Please format the listing from the line containing "Task: each instance of the man's hand" through the line containing "[[252, 272], [360, 323]]" as a numbered list, with blank lines left out. Include only those lines.

** start of RECORDS FOR THIS TASK **

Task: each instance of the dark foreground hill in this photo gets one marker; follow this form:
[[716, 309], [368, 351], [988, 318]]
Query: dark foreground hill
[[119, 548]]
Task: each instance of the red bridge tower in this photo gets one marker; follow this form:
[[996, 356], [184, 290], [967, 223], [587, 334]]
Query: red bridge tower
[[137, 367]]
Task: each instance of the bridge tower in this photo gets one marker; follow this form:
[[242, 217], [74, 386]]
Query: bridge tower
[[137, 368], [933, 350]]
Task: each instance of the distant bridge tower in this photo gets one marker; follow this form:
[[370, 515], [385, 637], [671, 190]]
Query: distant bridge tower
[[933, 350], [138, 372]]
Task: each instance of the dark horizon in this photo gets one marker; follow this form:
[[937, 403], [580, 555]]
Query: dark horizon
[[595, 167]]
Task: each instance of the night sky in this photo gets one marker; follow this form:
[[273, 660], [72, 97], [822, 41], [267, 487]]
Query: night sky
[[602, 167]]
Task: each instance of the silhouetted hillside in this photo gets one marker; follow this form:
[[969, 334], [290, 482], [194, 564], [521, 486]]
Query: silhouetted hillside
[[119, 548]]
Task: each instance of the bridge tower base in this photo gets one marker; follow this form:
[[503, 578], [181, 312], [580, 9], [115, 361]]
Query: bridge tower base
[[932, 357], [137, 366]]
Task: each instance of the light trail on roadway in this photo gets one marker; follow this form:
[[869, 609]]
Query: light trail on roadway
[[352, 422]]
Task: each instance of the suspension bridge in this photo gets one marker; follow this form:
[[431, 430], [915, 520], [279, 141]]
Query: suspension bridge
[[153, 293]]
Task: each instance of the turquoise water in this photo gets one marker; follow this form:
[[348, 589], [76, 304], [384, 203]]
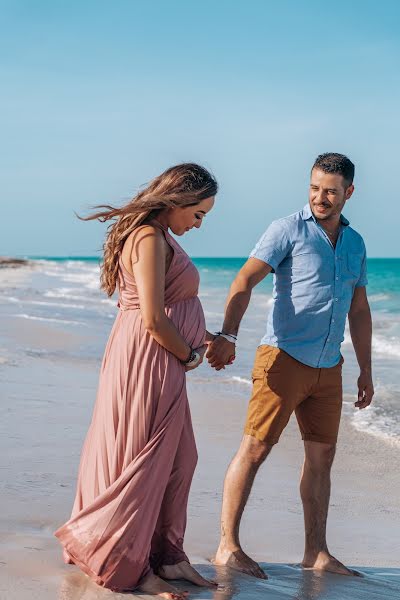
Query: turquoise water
[[64, 293]]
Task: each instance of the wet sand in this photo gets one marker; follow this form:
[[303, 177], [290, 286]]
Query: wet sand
[[45, 409]]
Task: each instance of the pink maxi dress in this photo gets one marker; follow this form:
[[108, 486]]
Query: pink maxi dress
[[139, 455]]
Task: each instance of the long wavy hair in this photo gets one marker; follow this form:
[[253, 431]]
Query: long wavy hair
[[182, 185]]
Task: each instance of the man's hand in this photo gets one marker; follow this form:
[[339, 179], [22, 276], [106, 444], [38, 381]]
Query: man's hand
[[201, 351], [220, 353], [365, 390]]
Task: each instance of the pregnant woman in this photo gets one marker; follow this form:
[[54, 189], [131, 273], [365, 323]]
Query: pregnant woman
[[128, 521]]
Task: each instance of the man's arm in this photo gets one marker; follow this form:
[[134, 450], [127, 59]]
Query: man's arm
[[252, 272], [360, 323]]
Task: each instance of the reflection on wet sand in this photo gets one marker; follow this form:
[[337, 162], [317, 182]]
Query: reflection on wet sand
[[286, 582]]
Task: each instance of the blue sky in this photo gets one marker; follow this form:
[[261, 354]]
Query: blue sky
[[99, 97]]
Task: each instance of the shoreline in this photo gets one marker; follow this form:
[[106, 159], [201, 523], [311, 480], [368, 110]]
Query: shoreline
[[47, 406], [7, 262]]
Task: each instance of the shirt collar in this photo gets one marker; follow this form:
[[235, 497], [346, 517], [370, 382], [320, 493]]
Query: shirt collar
[[306, 214]]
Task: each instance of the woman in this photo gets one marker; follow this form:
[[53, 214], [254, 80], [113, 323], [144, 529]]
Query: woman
[[129, 516]]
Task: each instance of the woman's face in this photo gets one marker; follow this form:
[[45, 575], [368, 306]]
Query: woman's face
[[182, 219]]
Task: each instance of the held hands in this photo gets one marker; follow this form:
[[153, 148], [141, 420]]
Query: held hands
[[221, 352], [365, 390], [201, 351]]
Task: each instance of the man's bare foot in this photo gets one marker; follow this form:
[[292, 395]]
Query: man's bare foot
[[155, 586], [324, 561], [238, 560], [184, 570]]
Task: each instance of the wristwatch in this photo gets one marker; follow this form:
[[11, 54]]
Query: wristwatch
[[193, 359]]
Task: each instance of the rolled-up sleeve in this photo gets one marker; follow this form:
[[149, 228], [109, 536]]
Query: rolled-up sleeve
[[363, 279], [274, 245]]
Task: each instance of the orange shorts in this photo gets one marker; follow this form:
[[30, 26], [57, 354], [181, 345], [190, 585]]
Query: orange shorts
[[281, 385]]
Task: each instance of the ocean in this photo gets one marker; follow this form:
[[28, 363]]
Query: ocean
[[64, 294]]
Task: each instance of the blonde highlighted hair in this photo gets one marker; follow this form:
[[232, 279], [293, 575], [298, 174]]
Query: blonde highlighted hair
[[182, 185]]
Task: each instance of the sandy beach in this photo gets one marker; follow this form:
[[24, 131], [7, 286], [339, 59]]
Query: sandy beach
[[46, 404]]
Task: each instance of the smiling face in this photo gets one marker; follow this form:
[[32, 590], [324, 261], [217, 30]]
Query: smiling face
[[328, 194], [182, 219]]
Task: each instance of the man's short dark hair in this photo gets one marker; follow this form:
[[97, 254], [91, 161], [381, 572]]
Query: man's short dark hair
[[339, 164]]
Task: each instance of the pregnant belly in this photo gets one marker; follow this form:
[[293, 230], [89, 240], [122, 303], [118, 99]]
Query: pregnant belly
[[188, 318]]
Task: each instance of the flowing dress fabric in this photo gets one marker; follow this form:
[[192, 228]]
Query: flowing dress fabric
[[139, 455]]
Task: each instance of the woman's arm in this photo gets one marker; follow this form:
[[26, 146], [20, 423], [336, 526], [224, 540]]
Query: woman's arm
[[148, 259]]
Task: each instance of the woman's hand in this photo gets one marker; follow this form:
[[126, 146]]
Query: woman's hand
[[201, 351]]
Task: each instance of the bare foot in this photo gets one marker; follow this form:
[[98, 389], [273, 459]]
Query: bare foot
[[324, 561], [155, 586], [184, 570], [238, 560]]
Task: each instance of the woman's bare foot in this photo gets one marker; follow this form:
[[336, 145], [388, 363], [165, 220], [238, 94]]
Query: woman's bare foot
[[155, 586], [324, 561], [238, 560], [184, 570]]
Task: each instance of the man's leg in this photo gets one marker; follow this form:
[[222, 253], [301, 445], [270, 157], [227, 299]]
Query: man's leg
[[315, 488], [238, 483]]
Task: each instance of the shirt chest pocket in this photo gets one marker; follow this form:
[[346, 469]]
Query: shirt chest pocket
[[353, 265]]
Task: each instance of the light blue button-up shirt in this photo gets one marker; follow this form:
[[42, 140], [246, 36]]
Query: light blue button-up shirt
[[314, 284]]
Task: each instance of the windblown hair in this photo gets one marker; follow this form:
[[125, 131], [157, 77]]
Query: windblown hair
[[332, 162], [182, 185]]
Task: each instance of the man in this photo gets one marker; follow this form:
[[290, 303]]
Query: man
[[319, 266]]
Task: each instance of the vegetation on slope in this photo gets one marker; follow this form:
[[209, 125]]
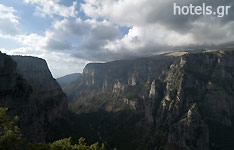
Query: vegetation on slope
[[12, 139]]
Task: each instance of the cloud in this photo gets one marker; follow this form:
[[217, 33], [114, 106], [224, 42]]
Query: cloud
[[154, 29], [8, 21], [52, 7]]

** end of RECORDS FOR THIS TASK **

- RESULT OF THIS EXERCISE:
1. Task: each instance of the man's hand in this photo gets one marker; follow this form:
2. [[339, 179], [22, 276], [106, 444], [38, 381]]
3. Query: man's hand
4. [[201, 351], [220, 353], [365, 390]]
5. Task: each instance of the pregnant woman in this photo gets one marker; follow this form:
6. [[54, 189], [131, 273], [365, 323]]
7. Query: pregnant woman
8. [[128, 521]]
9. Task: each instance of the man's arm in this photo gets one marker; follow this form:
10. [[134, 450], [127, 59]]
11. Query: man's arm
12. [[252, 272], [360, 323]]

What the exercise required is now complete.